(Excerto do texto)

-------

Para mim, é cada vez mais claro que estamos a lidar com uma perigosa competição para ver quem é o primeiro a chegar ao mercado. Já no próximo ano, a Mobileye, juntamente com a SIXT, receberá uma licença para operar o primeiro RoboCap na cidade de Munique (Nível 4) (link). São estes os parceiros de confiança de que precisamos? Todos os dados estão disponíveis para análise e partilhados com o público? Como é que a cidade de Munique projeta o seu sistema de mobilidade na linha de tensão entre a oferta pública e os atores privados? Essas questões manter-nos-ão, a partir de agora, ocupados por muito tempo.

-------

(Dados apresentados)
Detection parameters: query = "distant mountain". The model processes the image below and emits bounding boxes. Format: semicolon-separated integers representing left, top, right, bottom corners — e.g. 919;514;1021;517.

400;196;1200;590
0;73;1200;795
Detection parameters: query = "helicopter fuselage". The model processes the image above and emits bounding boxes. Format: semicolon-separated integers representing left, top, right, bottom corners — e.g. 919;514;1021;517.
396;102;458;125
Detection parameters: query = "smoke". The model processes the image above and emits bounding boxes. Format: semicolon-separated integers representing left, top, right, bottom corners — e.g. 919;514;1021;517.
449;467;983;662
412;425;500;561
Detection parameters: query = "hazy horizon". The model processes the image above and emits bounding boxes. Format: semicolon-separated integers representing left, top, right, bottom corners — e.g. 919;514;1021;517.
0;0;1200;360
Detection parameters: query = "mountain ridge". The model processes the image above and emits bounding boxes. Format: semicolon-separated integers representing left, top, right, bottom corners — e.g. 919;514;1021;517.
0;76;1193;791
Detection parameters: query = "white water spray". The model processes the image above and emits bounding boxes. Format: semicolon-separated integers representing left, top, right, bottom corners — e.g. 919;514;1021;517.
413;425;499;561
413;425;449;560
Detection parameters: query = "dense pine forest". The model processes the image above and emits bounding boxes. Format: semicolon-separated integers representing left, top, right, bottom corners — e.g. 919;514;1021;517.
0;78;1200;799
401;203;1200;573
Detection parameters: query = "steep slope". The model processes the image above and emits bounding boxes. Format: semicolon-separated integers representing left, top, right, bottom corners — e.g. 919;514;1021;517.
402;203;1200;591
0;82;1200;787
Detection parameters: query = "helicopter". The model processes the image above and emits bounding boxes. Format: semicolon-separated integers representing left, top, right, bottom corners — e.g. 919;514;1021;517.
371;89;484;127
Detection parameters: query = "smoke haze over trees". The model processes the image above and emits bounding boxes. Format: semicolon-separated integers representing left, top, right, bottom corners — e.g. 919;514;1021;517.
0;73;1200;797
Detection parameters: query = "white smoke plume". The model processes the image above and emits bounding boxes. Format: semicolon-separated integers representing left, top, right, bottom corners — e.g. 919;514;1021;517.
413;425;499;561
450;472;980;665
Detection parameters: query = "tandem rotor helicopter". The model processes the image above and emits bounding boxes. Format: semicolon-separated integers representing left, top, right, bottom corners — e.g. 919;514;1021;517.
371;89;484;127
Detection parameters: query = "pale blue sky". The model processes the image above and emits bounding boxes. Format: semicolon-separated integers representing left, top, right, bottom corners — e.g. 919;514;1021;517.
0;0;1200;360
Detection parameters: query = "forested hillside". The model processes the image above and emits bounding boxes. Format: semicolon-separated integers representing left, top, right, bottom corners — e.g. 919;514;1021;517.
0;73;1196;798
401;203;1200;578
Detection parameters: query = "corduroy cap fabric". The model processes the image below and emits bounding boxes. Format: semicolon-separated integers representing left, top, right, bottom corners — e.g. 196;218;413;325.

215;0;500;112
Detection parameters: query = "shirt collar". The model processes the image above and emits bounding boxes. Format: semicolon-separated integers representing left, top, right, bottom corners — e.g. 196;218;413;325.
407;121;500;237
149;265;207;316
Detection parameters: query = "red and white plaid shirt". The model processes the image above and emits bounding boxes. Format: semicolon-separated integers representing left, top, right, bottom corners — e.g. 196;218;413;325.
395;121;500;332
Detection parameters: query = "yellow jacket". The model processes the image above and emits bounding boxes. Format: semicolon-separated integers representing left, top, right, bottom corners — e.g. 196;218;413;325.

-------

No excerto sobre o RoboCap em Munique, troque "Munique" por "Berlim" e reescreva o trecho entre "Para mim, é" e "por muito tempo.", inclusive.

(Resposta escrita)
Para mim, é cada vez mais claro que estamos a lidar com uma perigosa competição para ver quem é o primeiro a chegar ao mercado. Já no próximo ano, a Mobileye, juntamente com a SIXT, receberá uma licença para operar o primeiro RoboCap na cidade de Berlim (Nível 4) (link). São estes os parceiros de confiança de que precisamos? Todos os dados estão disponíveis para análise e partilhados com o público? Como é que a cidade de Berlim projeta o seu sistema de mobilidade na linha de tensão entre a oferta pública e os atores privados? Essas questões manter-nos-ão, a partir de agora, ocupados por muito tempo.